◆ **Instructions to follow**: Exactly the lines from the one that holds "(format x=548, y=370)" to the end of the data below: retype these and nothing else.

************

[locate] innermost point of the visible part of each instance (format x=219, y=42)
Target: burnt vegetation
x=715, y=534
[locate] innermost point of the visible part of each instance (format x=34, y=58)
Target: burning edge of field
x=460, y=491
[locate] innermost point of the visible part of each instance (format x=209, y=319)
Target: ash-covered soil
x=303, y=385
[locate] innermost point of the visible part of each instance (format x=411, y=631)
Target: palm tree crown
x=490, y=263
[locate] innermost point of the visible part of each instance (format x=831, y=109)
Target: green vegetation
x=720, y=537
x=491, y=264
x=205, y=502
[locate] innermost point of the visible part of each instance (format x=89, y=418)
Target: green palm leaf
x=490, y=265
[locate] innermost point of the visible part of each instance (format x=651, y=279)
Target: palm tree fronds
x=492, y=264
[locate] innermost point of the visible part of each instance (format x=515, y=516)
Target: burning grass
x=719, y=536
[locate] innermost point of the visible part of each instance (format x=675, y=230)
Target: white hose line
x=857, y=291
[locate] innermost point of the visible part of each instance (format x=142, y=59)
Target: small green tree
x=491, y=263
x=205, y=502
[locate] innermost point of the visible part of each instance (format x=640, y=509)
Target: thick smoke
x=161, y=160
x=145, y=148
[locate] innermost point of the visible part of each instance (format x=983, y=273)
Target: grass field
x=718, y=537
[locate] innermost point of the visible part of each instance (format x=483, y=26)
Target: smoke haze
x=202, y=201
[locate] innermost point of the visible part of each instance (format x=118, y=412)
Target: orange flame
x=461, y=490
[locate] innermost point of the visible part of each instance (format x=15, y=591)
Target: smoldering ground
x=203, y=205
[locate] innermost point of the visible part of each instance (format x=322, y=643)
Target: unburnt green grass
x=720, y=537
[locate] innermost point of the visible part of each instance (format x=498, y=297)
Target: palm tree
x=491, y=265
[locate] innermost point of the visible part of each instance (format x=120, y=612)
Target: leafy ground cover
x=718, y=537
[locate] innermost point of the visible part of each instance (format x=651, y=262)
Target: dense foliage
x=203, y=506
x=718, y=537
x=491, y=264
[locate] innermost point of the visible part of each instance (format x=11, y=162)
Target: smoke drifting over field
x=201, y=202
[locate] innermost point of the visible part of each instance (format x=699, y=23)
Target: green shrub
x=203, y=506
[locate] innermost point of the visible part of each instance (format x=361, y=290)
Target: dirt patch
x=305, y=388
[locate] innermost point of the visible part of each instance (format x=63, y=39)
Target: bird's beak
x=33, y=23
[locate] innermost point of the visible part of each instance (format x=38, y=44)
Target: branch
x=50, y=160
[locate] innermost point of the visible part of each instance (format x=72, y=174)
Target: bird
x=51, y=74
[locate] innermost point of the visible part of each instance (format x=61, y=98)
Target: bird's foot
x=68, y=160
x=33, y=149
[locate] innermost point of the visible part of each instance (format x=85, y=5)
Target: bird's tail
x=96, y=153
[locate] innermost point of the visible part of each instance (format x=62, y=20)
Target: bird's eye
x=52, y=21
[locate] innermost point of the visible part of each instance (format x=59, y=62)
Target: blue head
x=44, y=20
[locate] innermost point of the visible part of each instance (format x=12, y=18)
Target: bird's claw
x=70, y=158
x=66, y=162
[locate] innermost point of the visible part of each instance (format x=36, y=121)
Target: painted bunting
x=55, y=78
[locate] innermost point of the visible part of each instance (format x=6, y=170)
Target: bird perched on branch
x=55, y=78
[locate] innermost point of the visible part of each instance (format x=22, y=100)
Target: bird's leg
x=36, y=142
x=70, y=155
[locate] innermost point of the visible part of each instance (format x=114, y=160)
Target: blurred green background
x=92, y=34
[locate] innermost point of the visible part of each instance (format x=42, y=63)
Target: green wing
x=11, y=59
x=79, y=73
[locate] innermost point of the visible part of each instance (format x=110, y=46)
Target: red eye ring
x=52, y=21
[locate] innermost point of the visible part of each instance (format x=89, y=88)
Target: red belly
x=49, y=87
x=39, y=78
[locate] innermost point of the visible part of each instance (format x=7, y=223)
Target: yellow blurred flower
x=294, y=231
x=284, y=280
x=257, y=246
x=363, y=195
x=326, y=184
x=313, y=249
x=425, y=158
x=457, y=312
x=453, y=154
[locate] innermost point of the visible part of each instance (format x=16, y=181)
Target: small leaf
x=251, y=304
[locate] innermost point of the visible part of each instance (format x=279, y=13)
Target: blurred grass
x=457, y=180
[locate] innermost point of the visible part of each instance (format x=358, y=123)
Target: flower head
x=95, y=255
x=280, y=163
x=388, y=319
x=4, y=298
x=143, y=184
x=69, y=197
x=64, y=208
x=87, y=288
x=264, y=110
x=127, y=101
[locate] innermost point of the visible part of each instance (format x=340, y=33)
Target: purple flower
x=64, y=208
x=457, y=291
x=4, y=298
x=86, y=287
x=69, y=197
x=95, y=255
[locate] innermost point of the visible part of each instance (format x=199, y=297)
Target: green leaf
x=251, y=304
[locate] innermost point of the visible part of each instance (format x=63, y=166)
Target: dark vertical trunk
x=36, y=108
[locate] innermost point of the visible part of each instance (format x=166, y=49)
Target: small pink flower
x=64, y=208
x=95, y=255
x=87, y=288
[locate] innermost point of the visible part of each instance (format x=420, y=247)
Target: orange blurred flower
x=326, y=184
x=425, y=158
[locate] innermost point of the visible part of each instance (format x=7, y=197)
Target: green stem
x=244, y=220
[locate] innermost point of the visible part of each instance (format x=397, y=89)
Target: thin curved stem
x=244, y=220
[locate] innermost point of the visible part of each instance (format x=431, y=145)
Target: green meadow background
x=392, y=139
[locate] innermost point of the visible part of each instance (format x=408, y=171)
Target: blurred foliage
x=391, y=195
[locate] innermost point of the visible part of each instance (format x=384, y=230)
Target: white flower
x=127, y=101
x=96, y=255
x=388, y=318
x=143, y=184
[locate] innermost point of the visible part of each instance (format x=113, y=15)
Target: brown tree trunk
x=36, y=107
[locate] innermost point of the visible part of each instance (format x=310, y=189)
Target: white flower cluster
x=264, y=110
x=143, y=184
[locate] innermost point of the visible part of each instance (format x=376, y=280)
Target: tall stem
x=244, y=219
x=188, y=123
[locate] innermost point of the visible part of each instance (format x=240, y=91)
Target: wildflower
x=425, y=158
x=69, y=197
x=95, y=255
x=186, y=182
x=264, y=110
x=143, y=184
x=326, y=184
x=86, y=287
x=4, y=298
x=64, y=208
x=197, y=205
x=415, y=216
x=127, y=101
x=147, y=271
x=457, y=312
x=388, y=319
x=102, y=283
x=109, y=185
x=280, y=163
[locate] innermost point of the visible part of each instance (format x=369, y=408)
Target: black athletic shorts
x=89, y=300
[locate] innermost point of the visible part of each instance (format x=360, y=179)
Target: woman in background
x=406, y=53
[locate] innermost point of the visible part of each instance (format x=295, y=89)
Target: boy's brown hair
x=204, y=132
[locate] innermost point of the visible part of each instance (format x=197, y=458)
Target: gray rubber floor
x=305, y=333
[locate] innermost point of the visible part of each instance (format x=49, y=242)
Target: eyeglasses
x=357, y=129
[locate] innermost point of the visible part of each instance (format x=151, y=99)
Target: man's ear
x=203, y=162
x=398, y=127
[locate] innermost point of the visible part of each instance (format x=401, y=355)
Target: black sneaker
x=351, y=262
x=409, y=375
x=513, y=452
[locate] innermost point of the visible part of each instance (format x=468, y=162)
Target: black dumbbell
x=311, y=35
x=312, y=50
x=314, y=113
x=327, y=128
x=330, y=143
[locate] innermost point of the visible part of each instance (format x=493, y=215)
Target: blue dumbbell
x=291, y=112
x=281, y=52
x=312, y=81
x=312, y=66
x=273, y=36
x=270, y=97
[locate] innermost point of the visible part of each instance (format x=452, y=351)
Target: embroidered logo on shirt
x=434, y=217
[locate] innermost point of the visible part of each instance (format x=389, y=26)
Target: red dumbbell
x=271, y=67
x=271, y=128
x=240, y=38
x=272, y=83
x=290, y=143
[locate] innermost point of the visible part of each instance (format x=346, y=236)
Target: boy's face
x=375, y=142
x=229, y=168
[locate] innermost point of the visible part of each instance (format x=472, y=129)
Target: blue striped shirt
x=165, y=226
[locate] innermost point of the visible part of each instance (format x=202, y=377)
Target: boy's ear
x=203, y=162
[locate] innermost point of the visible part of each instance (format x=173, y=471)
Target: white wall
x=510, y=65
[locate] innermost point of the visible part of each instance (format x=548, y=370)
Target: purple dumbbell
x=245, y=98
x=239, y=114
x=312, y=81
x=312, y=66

************

◆ **Task result**:
[locate] innermost point of the visible part of each instance (format x=548, y=370)
Target: purple dumbbell
x=245, y=98
x=239, y=114
x=312, y=81
x=312, y=66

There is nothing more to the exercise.